"""
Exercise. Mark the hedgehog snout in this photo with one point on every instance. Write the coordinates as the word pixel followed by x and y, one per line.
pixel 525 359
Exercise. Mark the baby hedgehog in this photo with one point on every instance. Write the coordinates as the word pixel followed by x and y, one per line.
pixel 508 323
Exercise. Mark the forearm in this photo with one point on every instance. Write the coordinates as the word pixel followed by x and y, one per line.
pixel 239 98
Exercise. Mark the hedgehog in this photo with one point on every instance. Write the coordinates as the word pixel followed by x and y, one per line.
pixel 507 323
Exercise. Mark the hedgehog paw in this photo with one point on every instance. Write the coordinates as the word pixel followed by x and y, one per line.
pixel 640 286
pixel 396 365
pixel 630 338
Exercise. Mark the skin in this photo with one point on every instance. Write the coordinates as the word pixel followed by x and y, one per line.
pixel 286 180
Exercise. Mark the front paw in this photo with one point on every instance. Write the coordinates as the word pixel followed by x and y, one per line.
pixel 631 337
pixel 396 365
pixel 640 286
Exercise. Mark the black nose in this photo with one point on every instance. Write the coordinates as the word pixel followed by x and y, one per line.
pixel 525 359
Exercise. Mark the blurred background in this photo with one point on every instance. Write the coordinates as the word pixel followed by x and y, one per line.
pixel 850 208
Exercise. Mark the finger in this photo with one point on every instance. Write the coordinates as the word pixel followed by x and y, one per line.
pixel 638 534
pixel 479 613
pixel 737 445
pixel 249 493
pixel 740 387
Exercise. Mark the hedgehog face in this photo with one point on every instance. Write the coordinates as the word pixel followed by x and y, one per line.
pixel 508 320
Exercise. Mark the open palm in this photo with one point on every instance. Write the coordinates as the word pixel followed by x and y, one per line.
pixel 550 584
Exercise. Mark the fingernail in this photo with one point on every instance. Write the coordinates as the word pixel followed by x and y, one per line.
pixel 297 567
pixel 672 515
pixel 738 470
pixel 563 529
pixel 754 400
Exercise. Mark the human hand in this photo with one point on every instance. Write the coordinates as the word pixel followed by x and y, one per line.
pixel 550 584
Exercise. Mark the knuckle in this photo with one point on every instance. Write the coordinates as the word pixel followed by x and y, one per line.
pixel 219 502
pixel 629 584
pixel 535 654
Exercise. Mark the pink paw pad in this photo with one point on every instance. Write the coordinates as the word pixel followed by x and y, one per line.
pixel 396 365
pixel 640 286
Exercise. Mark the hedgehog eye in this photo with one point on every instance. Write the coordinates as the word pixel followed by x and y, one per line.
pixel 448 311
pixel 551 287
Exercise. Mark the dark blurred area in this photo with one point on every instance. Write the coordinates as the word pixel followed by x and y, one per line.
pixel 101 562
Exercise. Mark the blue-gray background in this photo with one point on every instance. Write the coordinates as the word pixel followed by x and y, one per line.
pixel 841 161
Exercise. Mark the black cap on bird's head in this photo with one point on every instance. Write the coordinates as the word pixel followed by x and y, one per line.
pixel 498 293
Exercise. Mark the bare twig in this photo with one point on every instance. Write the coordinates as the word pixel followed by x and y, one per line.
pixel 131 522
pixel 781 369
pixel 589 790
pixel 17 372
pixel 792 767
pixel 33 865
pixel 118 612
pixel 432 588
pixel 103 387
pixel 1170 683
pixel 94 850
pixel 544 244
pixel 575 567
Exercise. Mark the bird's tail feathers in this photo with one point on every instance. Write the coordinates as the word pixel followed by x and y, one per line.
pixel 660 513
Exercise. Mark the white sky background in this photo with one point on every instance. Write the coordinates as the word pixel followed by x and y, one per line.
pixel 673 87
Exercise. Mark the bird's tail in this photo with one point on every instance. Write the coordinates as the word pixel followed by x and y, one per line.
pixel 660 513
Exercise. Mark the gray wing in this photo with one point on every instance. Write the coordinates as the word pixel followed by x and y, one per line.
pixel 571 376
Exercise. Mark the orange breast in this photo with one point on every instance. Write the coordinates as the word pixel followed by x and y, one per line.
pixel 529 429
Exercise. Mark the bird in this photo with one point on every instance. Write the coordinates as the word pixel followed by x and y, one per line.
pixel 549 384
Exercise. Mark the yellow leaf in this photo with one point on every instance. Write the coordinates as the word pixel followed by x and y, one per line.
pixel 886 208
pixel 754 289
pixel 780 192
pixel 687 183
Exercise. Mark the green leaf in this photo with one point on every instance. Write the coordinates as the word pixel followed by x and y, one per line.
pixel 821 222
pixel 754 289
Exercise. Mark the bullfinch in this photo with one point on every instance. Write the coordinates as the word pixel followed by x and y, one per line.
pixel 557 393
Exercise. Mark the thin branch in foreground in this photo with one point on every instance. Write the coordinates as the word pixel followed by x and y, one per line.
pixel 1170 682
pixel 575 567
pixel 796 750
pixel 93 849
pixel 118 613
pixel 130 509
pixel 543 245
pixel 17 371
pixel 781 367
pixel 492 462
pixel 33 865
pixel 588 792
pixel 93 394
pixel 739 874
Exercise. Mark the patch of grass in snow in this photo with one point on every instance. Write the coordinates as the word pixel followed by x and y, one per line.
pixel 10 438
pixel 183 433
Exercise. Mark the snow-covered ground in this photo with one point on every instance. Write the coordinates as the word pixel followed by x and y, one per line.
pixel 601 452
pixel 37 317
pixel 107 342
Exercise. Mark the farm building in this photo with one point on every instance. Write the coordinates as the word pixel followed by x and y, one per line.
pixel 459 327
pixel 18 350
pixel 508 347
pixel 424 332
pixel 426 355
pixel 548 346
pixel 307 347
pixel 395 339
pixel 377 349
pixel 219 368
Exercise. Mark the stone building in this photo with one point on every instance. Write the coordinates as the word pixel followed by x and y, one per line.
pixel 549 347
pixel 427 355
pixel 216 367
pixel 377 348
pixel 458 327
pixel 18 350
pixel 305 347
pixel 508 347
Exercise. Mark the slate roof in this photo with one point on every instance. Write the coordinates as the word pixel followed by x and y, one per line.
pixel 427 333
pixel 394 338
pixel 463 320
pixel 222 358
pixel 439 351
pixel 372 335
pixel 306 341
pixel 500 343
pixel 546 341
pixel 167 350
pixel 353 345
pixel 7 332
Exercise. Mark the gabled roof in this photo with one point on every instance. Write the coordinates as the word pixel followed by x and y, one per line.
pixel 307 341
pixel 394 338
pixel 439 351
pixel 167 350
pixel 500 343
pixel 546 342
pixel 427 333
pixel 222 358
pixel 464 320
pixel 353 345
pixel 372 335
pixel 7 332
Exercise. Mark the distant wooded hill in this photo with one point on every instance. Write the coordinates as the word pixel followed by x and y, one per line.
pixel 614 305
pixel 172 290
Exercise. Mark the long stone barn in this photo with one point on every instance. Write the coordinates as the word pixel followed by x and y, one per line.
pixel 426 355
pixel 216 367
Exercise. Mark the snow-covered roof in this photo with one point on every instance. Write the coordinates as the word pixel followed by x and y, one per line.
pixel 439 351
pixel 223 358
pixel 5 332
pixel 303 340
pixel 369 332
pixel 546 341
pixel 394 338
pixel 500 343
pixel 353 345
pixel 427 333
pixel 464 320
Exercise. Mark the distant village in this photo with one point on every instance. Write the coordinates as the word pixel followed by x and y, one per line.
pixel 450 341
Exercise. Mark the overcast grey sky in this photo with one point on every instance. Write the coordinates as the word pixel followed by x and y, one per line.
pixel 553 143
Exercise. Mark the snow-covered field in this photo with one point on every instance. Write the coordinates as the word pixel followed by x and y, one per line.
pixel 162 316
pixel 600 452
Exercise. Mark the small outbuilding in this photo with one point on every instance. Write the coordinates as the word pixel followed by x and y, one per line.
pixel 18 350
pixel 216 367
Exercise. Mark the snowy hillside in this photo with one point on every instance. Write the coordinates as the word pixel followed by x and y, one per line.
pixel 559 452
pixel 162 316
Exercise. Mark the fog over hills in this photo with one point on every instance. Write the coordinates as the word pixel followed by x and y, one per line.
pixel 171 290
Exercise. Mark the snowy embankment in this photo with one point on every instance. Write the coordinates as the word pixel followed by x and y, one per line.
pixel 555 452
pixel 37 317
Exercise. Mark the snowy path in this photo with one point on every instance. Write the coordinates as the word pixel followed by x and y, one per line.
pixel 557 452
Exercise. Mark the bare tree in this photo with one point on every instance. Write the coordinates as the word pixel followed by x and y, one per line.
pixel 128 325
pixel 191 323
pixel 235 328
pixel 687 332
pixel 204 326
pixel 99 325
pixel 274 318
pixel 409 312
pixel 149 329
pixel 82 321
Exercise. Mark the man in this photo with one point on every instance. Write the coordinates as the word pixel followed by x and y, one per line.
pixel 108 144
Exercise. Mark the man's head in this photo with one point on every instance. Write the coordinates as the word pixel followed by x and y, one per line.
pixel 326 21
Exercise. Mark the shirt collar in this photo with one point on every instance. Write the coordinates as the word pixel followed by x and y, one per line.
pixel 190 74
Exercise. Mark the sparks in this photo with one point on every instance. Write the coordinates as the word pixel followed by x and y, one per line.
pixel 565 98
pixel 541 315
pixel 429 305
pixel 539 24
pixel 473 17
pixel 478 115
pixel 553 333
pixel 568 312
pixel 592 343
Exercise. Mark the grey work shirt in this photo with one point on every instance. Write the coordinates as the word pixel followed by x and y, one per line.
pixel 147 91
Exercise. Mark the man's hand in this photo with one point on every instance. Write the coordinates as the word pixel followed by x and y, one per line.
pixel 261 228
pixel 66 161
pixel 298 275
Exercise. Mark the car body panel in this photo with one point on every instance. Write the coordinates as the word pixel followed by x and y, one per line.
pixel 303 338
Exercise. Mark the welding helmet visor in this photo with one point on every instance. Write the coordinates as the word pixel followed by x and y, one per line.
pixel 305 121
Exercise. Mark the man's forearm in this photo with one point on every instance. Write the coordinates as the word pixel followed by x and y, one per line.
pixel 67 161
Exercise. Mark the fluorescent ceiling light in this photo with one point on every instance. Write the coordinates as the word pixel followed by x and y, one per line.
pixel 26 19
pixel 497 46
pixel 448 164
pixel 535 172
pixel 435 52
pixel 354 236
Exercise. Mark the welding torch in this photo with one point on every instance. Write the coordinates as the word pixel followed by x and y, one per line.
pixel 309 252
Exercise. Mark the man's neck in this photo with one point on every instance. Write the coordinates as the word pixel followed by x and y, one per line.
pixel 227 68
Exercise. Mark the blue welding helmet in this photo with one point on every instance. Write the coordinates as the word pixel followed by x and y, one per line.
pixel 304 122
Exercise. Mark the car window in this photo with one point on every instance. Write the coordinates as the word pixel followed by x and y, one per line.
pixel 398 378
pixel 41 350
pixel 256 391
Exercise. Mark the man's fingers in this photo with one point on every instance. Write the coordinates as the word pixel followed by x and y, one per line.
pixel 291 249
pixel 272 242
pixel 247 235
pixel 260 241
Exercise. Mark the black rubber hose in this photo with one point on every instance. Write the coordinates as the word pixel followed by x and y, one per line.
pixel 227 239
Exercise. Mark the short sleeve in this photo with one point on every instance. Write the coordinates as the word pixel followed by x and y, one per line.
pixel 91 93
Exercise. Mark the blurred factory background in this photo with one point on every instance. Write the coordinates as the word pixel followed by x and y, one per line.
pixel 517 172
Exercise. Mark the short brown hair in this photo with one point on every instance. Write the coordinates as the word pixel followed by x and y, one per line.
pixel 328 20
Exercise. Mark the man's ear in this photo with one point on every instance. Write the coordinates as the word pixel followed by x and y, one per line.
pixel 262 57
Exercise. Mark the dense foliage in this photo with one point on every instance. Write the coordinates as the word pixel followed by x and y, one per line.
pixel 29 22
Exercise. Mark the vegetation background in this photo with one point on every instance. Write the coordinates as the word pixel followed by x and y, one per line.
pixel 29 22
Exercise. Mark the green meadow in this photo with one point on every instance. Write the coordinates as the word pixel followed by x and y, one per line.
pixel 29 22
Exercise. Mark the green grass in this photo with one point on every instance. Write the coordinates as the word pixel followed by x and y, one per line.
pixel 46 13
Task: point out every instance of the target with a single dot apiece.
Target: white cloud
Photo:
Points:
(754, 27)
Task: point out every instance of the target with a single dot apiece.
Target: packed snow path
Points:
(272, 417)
"""
> **Exercise description**
Copy out exactly the lines running from the line with "Target: white cloud" to the end of the records, inclusive.

> **Exercise answer**
Target: white cloud
Photo:
Points:
(754, 27)
Task: point out every instance of the target with a single dot apiece.
Target: packed snow path
Points:
(272, 417)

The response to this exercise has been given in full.